**PROBLEM STATEMENT:** Repeat the records below in their entirety, exactly.
[Opening SUPPLIED MATERIAL section]
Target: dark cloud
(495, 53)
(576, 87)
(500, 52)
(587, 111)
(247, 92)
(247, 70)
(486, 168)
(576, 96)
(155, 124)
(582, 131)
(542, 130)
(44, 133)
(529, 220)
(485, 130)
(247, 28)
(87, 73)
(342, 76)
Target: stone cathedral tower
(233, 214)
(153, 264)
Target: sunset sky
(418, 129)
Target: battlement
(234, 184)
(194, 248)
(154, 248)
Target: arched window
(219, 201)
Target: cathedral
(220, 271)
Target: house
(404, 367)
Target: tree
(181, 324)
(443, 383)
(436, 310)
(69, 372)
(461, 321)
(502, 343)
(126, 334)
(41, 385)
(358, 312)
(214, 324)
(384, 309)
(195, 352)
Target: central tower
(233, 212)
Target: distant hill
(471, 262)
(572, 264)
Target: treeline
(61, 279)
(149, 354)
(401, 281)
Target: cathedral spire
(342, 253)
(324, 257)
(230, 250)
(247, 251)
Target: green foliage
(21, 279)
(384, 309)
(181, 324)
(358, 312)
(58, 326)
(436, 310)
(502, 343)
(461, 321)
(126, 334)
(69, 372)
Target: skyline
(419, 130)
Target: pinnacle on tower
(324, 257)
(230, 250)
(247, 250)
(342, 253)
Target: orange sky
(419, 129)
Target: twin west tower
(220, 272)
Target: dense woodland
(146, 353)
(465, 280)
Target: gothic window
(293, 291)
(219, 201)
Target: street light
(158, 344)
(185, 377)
[Closing SUPPLIED MATERIAL section]
**OUTPUT FOR THIS EXERCISE:**
Target: dark cloud
(495, 53)
(576, 87)
(500, 52)
(587, 111)
(247, 92)
(247, 70)
(486, 168)
(576, 96)
(155, 124)
(582, 131)
(542, 130)
(44, 133)
(529, 220)
(485, 130)
(247, 28)
(87, 73)
(342, 76)
Target: stone cathedral tower
(233, 214)
(153, 264)
Target: sunset sky
(418, 129)
Target: battlement
(234, 184)
(194, 248)
(154, 248)
Target: arched window
(219, 201)
Target: cathedral
(220, 271)
Target: house
(404, 367)
Target: tree
(181, 324)
(443, 383)
(436, 310)
(69, 372)
(461, 321)
(502, 343)
(126, 334)
(41, 385)
(358, 312)
(214, 324)
(384, 309)
(195, 352)
Target: central tower
(233, 212)
Target: distant hill
(471, 262)
(572, 264)
Target: treeline
(61, 279)
(149, 354)
(401, 281)
Target: cathedral spire
(342, 253)
(324, 257)
(230, 250)
(247, 251)
Target: green foliage
(21, 279)
(384, 309)
(181, 324)
(358, 312)
(58, 326)
(436, 310)
(502, 343)
(461, 321)
(126, 334)
(69, 372)
Target: skyline
(419, 130)
Target: pinnacle on tower
(324, 257)
(230, 250)
(247, 250)
(342, 253)
Target: orange sky
(419, 129)
Target: twin west tower
(220, 272)
Target: dense woodland
(146, 353)
(465, 280)
Target: gothic window
(293, 291)
(219, 201)
Target: street light
(158, 344)
(185, 377)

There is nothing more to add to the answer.